▶ **Document text**:
□ □ □ □

Resources and Tips

Hi Everyone,
Here are some resources and tips that our family have found helpful. Click here for a 2 page PDF copy.

On-line Resources:

Books: (Phase I)

  • Throwing Starfish Across the Sea: A pocket-sized care package for the loved ones and caregivers of someone with an eating disorder. Written by Charlotte Bevan and Laura Collins. My favorite, played a huge role in moving from phase I to phase II of recovery.
     
  • Brave Girl Eating: A Family’s Struggle with Anorexia by Harriet Brown
     
  • Help Your Teenager Beat An Eating Disorder by James Lock, MD, Ph.D. and Daniel Le Grange, Ph.D.
     
  • Off the Cuff:  Therapist recommended and well received by other SMEDA caregivers. I liked the book and chose not to purchase it because I was already sifting through so many resources, and using strategies. The book can be ordered directly from Duke University at http://www.dukeeatingdisorders.com/#!parent-resource/xspz4
     
  • Finding your Voice Through Creativity:  The art and journaling workbook for disordered eating by Mindy Jacobsen-Levy and Maureen Foy-Tourney. My friend's daughter who had an ED and recovered found this book to be a favorite.
     
  • The Dialectic Behavior Therapy Skills Workbook for Bulimia by Ellen Astrachan-Fletcher and Michael Maslar
     
  • The Secret Language of Eating Disorders byPeggy Claude-Pierre

Books: (Phase II)

  • Why she feels fat by Johanna Marie McShane and Tony Paulson
     
  • Talking to Eating Disorders: Simple Ways to Support Someone with Anorexia, Bulimia, Binge Eating, or Body Image Issues  by Jeanne Albronda Heaton, and Claudia J. Strauss

* Please be very selective about the books and resources your loved one may have access to because they may inadvertently provide strategies for becoming better at hiding their eating disorder and/or engaging in additional self-harm.

Tips & Strategies:

  • Medical doctor who specializes in and/or has a proven track record in the eating disorders community, for working with the age and gender of your loved one.
     
  • Therapist who specializes in the treatment of individuals with anorexia, preferably one with a proven track record in the eating disorders community, for working with the age and gender of your loved one.
     
  • Dietitian who specializes in the treatment of individuals with anorexia, preferably one with a proven track record in the eating disorders community, for working with the age and gender of your loved one. If your dietitian is not providing you with meal plans, specific details regarding options and portion sizes, please seriously consider working with another dietitian. Your insurance company will most likely not cover this, and finding a good dietitian has been critical in our daughter’s recovery process. It was the best $125 we’ve ever spent, and we experienced significant results after one appointment.
     
  • Counseling for self: Seeking this service for yourself may seem like an unnecessary arduous hurdle, especially in the beginning stages of managing an eating disorder diagnosis. The therapy I have received to help me assist our daughter and other family members in understanding the illness and facilitating recovery has been immeasurable, and has played a pivotal role in our daughter’s recovery progress.

□ □ □ □

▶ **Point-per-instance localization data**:

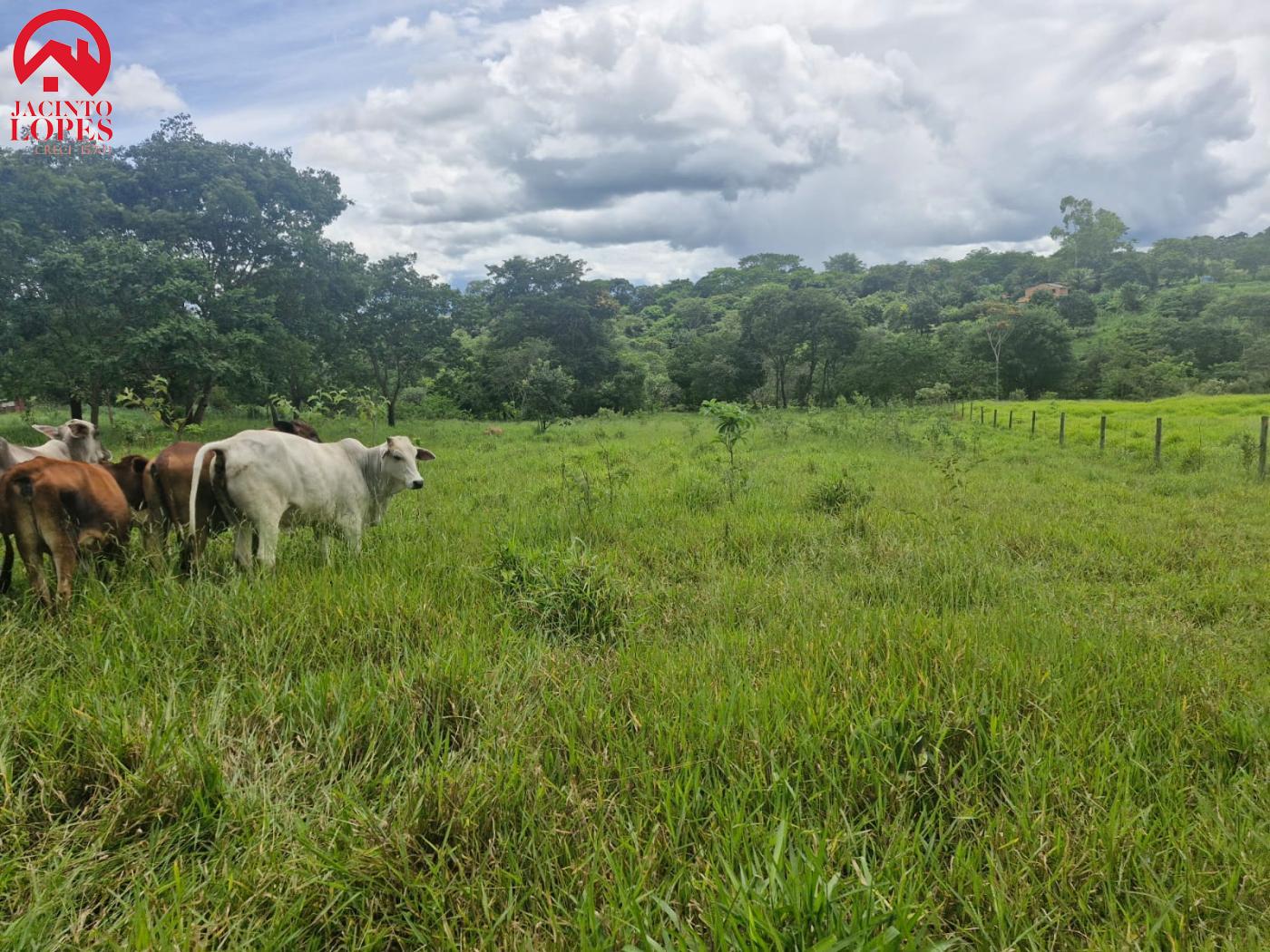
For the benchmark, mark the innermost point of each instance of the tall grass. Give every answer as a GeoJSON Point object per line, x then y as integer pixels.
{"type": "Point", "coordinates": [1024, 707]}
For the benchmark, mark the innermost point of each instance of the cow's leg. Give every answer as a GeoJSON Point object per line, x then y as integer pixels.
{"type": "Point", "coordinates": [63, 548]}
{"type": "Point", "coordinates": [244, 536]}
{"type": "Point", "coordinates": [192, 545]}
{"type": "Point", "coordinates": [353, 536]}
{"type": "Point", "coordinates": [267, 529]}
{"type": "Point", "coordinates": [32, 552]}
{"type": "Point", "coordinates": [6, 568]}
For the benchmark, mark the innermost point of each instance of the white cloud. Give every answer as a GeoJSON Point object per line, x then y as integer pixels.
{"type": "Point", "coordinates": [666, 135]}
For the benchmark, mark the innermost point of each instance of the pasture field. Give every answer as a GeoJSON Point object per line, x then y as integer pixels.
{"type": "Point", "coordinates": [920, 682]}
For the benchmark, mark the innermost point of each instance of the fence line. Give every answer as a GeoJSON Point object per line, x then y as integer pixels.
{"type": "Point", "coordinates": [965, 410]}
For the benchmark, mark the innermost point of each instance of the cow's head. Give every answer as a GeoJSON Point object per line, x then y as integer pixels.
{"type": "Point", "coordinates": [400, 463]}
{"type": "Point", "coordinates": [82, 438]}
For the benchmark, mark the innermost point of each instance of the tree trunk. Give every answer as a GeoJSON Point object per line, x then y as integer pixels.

□ □ □ □

▶ **Work instruction**:
Answer these questions from the eating disorder resources page:
(a) Who wrote Throwing Starfish Across the Sea?
(b) From where can Off the Cuff be ordered?
(c) What amount does the page call the best they have ever spent?

▶ **Exercise response**:
(a) Charlotte Bevan and Laura Collins
(b) Directly from Duke University
(c) $125